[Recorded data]
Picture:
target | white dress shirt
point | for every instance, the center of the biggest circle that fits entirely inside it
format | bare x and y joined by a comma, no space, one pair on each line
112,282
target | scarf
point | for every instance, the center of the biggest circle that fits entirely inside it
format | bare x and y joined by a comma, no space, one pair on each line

STATED GOAL: Reproduce all of the items above, with every coordinate in the answers multiplied by 1.6 and rounded to the nearest whole number, halves rounded up. Leave everything else unchanged, including the numbers outside the answers.

FULL ANSWER:
Picture:
target | white dress shirt
point | for every instance, the center of the biggest circle that fits entirely inside it
format | bare x and y joined by a comma, no space, one pair on each line
179,451
target | scarf
point | for every instance, the center of the biggest circle that fits entirely inside it
format | bare x and y joined by a comma, no space, one pair on each line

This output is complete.